* Task requirements
Retype each entry below exactly as it stands.

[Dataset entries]
■ ■ ■ ■ ■ ■ ■

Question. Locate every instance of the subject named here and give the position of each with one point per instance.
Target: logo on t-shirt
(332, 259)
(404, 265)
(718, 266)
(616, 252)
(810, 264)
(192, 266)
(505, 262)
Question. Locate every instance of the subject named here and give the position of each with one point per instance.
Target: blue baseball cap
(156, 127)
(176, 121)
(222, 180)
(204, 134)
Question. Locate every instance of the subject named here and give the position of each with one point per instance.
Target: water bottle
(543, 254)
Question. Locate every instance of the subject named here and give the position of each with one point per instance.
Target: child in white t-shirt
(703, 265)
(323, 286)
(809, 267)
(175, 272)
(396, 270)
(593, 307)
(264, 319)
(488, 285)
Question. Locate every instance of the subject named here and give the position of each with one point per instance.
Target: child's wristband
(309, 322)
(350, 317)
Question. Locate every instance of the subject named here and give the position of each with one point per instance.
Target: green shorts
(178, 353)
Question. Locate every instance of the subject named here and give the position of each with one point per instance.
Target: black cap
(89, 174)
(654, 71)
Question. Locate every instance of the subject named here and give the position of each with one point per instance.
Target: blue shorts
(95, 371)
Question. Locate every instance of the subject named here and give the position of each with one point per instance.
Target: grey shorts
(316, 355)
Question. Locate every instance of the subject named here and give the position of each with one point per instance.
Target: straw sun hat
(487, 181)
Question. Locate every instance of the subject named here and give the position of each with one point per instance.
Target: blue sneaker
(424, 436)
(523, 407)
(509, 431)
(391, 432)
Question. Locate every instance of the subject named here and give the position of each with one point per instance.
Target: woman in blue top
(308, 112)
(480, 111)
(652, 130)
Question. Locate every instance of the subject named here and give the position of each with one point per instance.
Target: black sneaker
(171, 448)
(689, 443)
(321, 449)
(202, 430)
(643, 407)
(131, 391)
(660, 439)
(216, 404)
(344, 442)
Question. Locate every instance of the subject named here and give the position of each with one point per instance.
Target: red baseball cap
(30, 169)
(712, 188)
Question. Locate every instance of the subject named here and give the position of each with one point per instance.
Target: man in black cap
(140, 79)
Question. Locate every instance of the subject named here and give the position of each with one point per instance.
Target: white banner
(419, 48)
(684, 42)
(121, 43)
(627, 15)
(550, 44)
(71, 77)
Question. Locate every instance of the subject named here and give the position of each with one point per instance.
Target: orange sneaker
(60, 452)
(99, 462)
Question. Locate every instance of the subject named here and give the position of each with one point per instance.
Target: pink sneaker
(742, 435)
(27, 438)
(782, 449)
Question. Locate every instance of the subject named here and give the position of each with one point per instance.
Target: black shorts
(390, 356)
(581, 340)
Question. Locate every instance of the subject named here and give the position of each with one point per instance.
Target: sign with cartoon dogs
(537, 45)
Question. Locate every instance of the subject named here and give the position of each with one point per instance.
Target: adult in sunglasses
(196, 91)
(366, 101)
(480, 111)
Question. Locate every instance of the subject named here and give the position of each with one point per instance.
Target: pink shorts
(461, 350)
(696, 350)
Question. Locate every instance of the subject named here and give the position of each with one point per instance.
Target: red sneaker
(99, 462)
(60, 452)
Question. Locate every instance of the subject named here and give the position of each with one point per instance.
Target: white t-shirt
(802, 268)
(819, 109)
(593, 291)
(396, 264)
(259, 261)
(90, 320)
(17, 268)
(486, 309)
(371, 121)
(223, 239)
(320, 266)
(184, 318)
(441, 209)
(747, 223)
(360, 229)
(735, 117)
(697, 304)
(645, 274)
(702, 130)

■ ■ ■ ■ ■ ■ ■

* Output of the task
Question. Locate every instance of the subject named here and give the position of each with one point per instance.
Target: logo on t-shirt
(332, 259)
(404, 265)
(718, 266)
(616, 252)
(810, 264)
(192, 266)
(505, 262)
Question. Locate every instance of the subject named here and give the position of each with one point per instance.
Target: blue baseball cap
(156, 127)
(176, 121)
(222, 180)
(204, 134)
Question. Locate every instance of the subject named here and give the position of each with one point per instance.
Target: water bottle
(543, 254)
Question. Locate every instance of the subject named here and give the position of each with one point per instance.
Target: child in white t-shirt
(703, 265)
(323, 286)
(809, 267)
(175, 272)
(396, 270)
(593, 307)
(264, 319)
(488, 285)
Question. Locate every instance of the subject named here and give the position of each with one point per instance.
Target: child's wristband
(309, 322)
(350, 317)
Question. Locate every instance of the subject named here and give the position of each with one point per instance.
Target: green shorts
(178, 353)
Question. Locate every instance of the subject named here and give the position of each with one point per instance.
Target: black cap
(89, 174)
(654, 71)
Question. Locate every instance of the subject named here and give the position of each with one point per instance.
Target: blue shorts
(95, 371)
Question. Locate every instance of the subject named here and give the position of each with one point per instance.
Target: grey shorts
(316, 355)
Question. Locate every instance of the subject named here and give the position of each with one point per instance.
Target: straw sun hat
(487, 181)
Question. Locate every instance of the subject named here and give the position of each with one point per instance.
Target: blue sneaker
(424, 436)
(523, 407)
(509, 431)
(391, 432)
Question. Locate every instance of the subject named here and give the position of each with one point per instance.
Target: woman in blue top
(308, 112)
(480, 111)
(652, 130)
Question. Locate every instance of the subject named here and give the position of each with one point per instance.
Target: black sneaker
(171, 448)
(689, 443)
(321, 449)
(202, 430)
(643, 407)
(131, 391)
(660, 439)
(216, 404)
(344, 442)
Question. Locate every instance of the subject named here and give the position of each with one point per instance.
Target: red baseball cap
(30, 169)
(712, 188)
Question. Locate every instance of the subject named here and give the position of each with one point per instance.
Target: man in black cap
(140, 79)
Question. Locate every instance of the subject named here and give the position of each with one point per instance.
Target: white banner
(419, 48)
(684, 42)
(121, 43)
(627, 15)
(550, 44)
(71, 77)
Question. Locate every instance of the subject named here and give the position of each with one point per instance.
Target: orange sneaker
(60, 452)
(99, 462)
Question. Locate every instance of the subject named here and give the position of each with one point per instance.
Target: pink sneaker
(742, 435)
(27, 438)
(782, 449)
Question. Locate every instance of the subject named here and give the position of each with one point per instance.
Target: black shorts
(390, 356)
(581, 340)
Question. Locate every instance of the subject named here and give the position of each with one point per instance.
Target: sign with cartoon dogs
(537, 45)
Question. Locate every instance of the subject named here and give the position of each with one point per instance.
Target: adult in sunglasses
(196, 91)
(366, 101)
(480, 111)
Question. Locate every instance of the subject named here and give the position of each with one point per instance.
Target: pink shorts
(461, 350)
(696, 350)
Question. Locate every instance of the subject named here and give the position of each with one point per instance.
Target: red sneaker
(99, 462)
(60, 452)
Question. Locate every instance of the subject named here and give the position of each with one point per instance.
Target: white t-shirt
(802, 268)
(819, 109)
(593, 291)
(396, 264)
(259, 261)
(90, 320)
(17, 268)
(486, 309)
(371, 121)
(223, 239)
(320, 266)
(184, 318)
(441, 209)
(747, 223)
(360, 229)
(735, 117)
(697, 304)
(645, 274)
(702, 130)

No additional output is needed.